--- RECORD SET ---
--
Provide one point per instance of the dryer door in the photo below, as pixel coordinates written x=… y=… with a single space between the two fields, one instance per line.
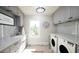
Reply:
x=63 y=49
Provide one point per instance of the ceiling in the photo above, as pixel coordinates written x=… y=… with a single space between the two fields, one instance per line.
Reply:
x=31 y=10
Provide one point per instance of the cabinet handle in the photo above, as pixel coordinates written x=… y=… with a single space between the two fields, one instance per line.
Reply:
x=70 y=18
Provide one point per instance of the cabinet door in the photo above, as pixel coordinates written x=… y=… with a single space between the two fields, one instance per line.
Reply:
x=62 y=14
x=74 y=10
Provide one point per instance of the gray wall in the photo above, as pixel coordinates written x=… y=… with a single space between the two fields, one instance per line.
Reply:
x=8 y=31
x=44 y=33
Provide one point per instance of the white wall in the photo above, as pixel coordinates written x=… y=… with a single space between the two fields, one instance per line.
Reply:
x=67 y=28
x=44 y=33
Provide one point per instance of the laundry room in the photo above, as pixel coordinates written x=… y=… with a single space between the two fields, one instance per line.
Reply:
x=39 y=29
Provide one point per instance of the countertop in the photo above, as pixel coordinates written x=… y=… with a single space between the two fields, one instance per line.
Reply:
x=7 y=41
x=69 y=37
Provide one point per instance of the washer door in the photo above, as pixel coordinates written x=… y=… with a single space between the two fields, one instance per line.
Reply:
x=63 y=49
x=53 y=42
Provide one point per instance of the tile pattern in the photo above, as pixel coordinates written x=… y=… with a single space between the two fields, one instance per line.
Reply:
x=9 y=31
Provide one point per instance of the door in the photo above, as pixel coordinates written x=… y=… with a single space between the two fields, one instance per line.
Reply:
x=74 y=10
x=34 y=32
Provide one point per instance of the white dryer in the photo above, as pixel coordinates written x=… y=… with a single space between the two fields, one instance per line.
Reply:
x=53 y=42
x=65 y=46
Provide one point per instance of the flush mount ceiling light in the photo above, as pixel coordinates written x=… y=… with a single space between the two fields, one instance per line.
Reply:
x=40 y=10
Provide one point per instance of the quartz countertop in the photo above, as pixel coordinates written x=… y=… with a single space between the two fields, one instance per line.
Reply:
x=7 y=41
x=69 y=37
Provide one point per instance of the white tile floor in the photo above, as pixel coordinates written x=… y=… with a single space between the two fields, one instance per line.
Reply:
x=37 y=49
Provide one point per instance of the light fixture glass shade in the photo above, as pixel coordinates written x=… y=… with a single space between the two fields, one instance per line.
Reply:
x=40 y=10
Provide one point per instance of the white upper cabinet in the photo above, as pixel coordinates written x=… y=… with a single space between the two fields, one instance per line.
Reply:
x=74 y=11
x=62 y=15
x=66 y=13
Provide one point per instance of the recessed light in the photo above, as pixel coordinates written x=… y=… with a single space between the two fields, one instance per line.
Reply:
x=40 y=10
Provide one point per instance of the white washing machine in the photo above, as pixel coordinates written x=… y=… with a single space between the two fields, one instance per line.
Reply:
x=53 y=43
x=65 y=46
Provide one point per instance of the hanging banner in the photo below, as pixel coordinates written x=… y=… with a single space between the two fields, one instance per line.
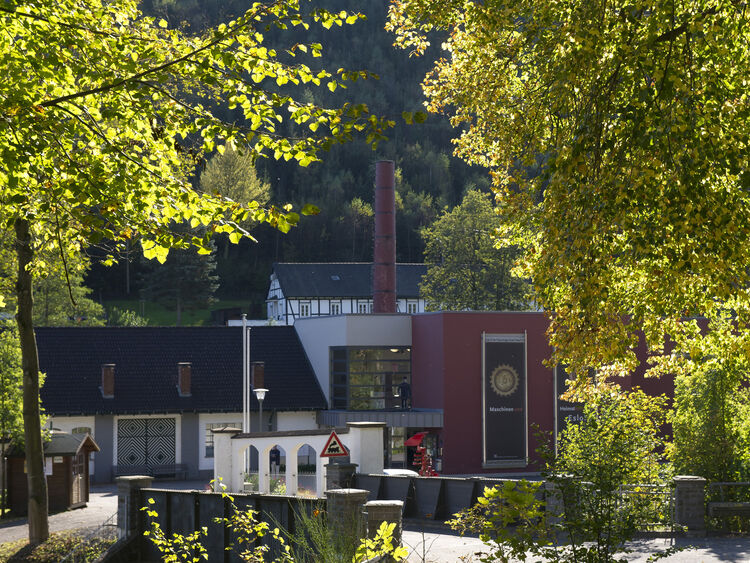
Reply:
x=504 y=400
x=565 y=411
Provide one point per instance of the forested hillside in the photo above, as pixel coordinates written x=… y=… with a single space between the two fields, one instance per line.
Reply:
x=429 y=178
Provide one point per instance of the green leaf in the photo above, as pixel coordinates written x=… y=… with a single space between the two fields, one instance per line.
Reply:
x=310 y=209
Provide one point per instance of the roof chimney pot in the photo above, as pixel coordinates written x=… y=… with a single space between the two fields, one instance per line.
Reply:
x=108 y=381
x=384 y=255
x=184 y=372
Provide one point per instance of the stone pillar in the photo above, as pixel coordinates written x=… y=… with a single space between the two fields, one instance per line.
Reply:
x=690 y=503
x=224 y=463
x=365 y=443
x=128 y=504
x=340 y=475
x=379 y=511
x=345 y=511
x=321 y=471
x=264 y=470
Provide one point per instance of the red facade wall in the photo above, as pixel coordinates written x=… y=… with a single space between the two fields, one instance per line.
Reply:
x=447 y=374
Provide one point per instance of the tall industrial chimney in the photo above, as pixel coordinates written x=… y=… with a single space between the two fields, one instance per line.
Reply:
x=384 y=259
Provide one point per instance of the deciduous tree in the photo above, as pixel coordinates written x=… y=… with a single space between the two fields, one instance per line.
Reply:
x=618 y=138
x=466 y=270
x=104 y=112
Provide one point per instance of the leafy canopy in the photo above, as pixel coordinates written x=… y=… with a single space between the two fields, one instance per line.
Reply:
x=97 y=134
x=617 y=136
x=466 y=270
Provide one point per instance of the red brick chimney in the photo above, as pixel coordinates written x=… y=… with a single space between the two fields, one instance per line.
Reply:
x=184 y=371
x=384 y=259
x=108 y=381
x=257 y=374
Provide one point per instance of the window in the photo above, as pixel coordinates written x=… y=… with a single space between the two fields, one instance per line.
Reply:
x=368 y=378
x=210 y=435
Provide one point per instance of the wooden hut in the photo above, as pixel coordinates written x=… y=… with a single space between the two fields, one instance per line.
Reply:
x=66 y=459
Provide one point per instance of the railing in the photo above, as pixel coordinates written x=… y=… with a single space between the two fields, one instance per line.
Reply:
x=653 y=503
x=728 y=505
x=94 y=543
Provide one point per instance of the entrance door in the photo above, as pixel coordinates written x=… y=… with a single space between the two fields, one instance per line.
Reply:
x=78 y=492
x=146 y=441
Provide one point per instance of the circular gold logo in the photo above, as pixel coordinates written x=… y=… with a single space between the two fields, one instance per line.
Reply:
x=504 y=380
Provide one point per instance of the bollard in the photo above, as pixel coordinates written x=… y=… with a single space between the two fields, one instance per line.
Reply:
x=340 y=475
x=128 y=503
x=690 y=503
x=344 y=507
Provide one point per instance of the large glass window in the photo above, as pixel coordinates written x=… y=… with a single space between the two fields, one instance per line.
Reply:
x=368 y=378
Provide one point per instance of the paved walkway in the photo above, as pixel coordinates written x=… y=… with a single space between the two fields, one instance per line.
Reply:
x=101 y=506
x=433 y=546
x=430 y=547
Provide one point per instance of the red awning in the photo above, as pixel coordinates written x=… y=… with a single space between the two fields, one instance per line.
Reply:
x=416 y=439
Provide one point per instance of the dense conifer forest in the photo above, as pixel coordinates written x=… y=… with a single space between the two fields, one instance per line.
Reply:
x=429 y=178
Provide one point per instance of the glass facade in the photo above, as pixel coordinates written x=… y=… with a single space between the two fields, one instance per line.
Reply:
x=368 y=378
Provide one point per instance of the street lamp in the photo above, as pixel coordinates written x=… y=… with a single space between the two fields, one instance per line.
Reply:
x=260 y=394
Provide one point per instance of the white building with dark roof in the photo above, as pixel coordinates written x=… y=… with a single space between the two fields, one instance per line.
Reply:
x=300 y=290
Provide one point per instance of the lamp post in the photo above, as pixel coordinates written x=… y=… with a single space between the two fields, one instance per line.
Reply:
x=260 y=394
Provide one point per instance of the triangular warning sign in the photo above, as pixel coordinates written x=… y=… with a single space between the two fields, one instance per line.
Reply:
--
--- WORK TO COMPLETE ---
With the pictures set aside, copy each line above as written.

--- ANSWER BOX ---
Provide one point per instance of the dryer door in the photo below, as pixel coordinates written x=… y=… with a single space between the two fields, one instance per line.
Reply:
x=63 y=49
Provide one point per instance of the ceiling in the photo above, as pixel coordinates written x=… y=… with a single space between the two fields, one instance per line.
Reply:
x=31 y=10
Provide one point per instance of the cabinet handle in the photo above, as pixel coordinates written x=… y=… with a single space between the two fields, one instance per line.
Reply:
x=70 y=18
Provide one point per instance of the cabinet door in the photo above, as pixel coordinates written x=… y=… with a single space between the two fields, one instance per line.
Reply:
x=62 y=14
x=74 y=10
Provide one point per instance of the gray wall in the photo above, as pixel coordinates written x=… y=… with a single space between the two fields, one instance per line.
Reply:
x=8 y=31
x=44 y=33
Provide one point per instance of the white wall in the photo above, as pixel coordinates written x=… y=… with a single space between the two fields, one instance per line.
Reply:
x=67 y=28
x=44 y=33
Provide one point per instance of the laundry room in the photo above, as pixel coordinates written x=… y=… with a single space between the two fields, one instance per line.
Reply:
x=39 y=29
Provide one point per instance of the countertop in the photo above, as pixel coordinates written x=… y=… with a single space between the two fields, one instance per line.
Reply:
x=7 y=41
x=69 y=37
Provide one point per instance of the washer door in the photo above, as pixel coordinates written x=… y=… with a single space between the two fields, one instance per line.
Reply:
x=63 y=49
x=53 y=42
Provide one point per instance of the tile pattern in the photo above, as pixel coordinates written x=… y=… with a single space between the two fields, one instance per line.
Reply:
x=9 y=31
Provide one point per instance of the door in the photo above, as pixel coordinates written x=… y=… with a single space between the two fields, one instance per line.
Reply:
x=74 y=10
x=34 y=32
Provide one point per instance of the white dryer in the photo above, as pixel coordinates written x=… y=… with a single space between the two fields, one instance per line.
Reply:
x=53 y=42
x=65 y=46
Provide one point per instance of the flush mount ceiling light in the photo above, as pixel coordinates written x=… y=… with a single space between the two fields, one instance per line.
Reply:
x=40 y=10
Provide one point per instance of the quartz countertop in the photo above, as pixel coordinates written x=… y=… with a single space between the two fields, one instance per line.
Reply:
x=7 y=41
x=69 y=37
Provide one point per instance of the white tile floor in the photo above, as pixel coordinates written x=… y=… with a single space between the two fields, one instance per line.
Reply:
x=37 y=49
Provide one point per instance of the light fixture glass shade in the photo above, as pixel coordinates written x=… y=… with a single space between the two fields, one instance per line.
Reply:
x=40 y=10
Provide one point per instance of the white upper cabinet in the photo above, as pixel coordinates written x=… y=… with a single space between the two fields, one instance per line.
Reply:
x=74 y=11
x=62 y=15
x=66 y=13
Provide one point per instance of the recessed light in the photo above, as pixel coordinates written x=… y=… with a single space between the two fields, one instance per line.
Reply:
x=40 y=10
Provide one point per instance of the white washing machine in the photo above, as pixel coordinates written x=… y=… with a single space between the two fields, one instance per line.
Reply:
x=53 y=43
x=65 y=46
Provide one point per instance of the hanging banner in the photo below, as pixel coordinates written x=… y=… with a single space between the two fields, one instance per line.
Reply:
x=504 y=400
x=565 y=411
Provide one point per instance of the forested hillside in the photo above, as pixel coordinates written x=… y=… with a single space between the two fields, one instance per line.
Reply:
x=429 y=178
Provide one point per instance of the green leaf in the photo above, as pixel coordinates written x=… y=… with a single space between the two fields, one instance per line.
Reply:
x=310 y=209
Provide one point per instance of the roof chimney pot in the photo above, as pixel coordinates written x=… y=… with a single space between the two fields, one instance per line.
Reply:
x=108 y=381
x=384 y=255
x=184 y=372
Provide one point per instance of the stone pillar in the photo above, as pixel coordinates written x=… y=… with a single space between the two fields, one instance per line.
Reply:
x=690 y=503
x=224 y=463
x=365 y=443
x=128 y=504
x=340 y=475
x=379 y=511
x=345 y=511
x=321 y=471
x=264 y=470
Provide one point per instance of the red facade wall in the photo above, as pixel coordinates written x=… y=… with a single space between the two fields, one instance per line.
Reply:
x=447 y=374
Provide one point per instance of the tall industrial chimney in the photo above, as pixel coordinates written x=… y=… with a single space between the two fields, one instance per line.
Reply:
x=384 y=259
Provide one point per instance of the deciduous tree in the photo above, as pixel coordinates written x=… y=… with a single space between the two fields, one instance per line.
Reply:
x=618 y=138
x=466 y=270
x=104 y=112
Provide one point per instance of the leafy canopy in the photo above, as pixel coordinates written x=… y=… with a single space between the two fields, one instance per line.
Reply:
x=97 y=134
x=617 y=136
x=466 y=270
Provide one point per instance of the red brick chimney in the photo above, as pixel coordinates written x=… y=… with a single space between the two fields, one instance per line.
Reply:
x=184 y=371
x=384 y=259
x=108 y=381
x=257 y=374
Provide one point per instance of the window in the photo above, as pixel coordinates written x=… y=… with a single space between the two fields, one instance per line.
Reply:
x=368 y=378
x=210 y=435
Provide one point per instance of the wooden hut in the photo above, as pixel coordinates written x=… y=… with a single space between the two fields, one instance per line.
Reply:
x=66 y=459
Provide one point per instance of the railing in the photo above, as pixel coordinates written x=… y=… with a single space between the two fields, one instance per line.
Reply:
x=653 y=503
x=728 y=505
x=94 y=543
Provide one point per instance of the entrance door in the photo above, as pixel coordinates written x=… y=… with a single space between the two fields, one instance per line.
Reply:
x=78 y=492
x=146 y=441
Provide one point per instance of the circular gold logo in the photo above, as pixel coordinates written x=… y=… with a single space between the two fields, one instance per line.
Reply:
x=504 y=380
Provide one point per instance of the bollard in the photo above, as pixel coordinates written x=… y=… with a single space between the two fields, one instance per line.
Reply:
x=340 y=475
x=128 y=503
x=690 y=503
x=344 y=507
Provide one point per instance of the large glass window in the photo above, as pixel coordinates written x=… y=… with a single space between the two fields, one instance per line.
Reply:
x=368 y=378
Provide one point per instance of the paved walkway in the photo above, as pixel coordinates written x=… y=… with a single space between the two fields, one instance per line.
Reply:
x=101 y=506
x=433 y=546
x=430 y=547
Provide one point per instance of the red awning in the photo above, as pixel coordinates written x=… y=… with a single space between the two fields, one instance per line.
Reply:
x=416 y=439
Provide one point per instance of the dense conifer forest in the photo above, as pixel coordinates written x=… y=… with a single space between the two fields, one instance per line.
Reply:
x=429 y=178
Provide one point per instance of the glass facade in the photo above, as pixel coordinates written x=… y=… with a single space between the two fields, one instance per line.
Reply:
x=368 y=378
Provide one point per instance of the street lamp in the photo above, as pixel coordinates written x=… y=… with a single space between the two fields, one instance per line.
Reply:
x=260 y=394
Provide one point per instance of the white building with dark roof in the photo above, as pixel coordinates written x=… y=… with a single space between the two fields, one instance per line.
Reply:
x=300 y=290
Provide one point per instance of the lamp post in the photo above, as pixel coordinates written x=… y=… with a single space between the two fields, one instance per line.
Reply:
x=260 y=394
Provide one point per instance of the triangular warning sign in the photo above, as pixel coordinates written x=… y=… with a single space between the two fields, one instance per line.
Reply:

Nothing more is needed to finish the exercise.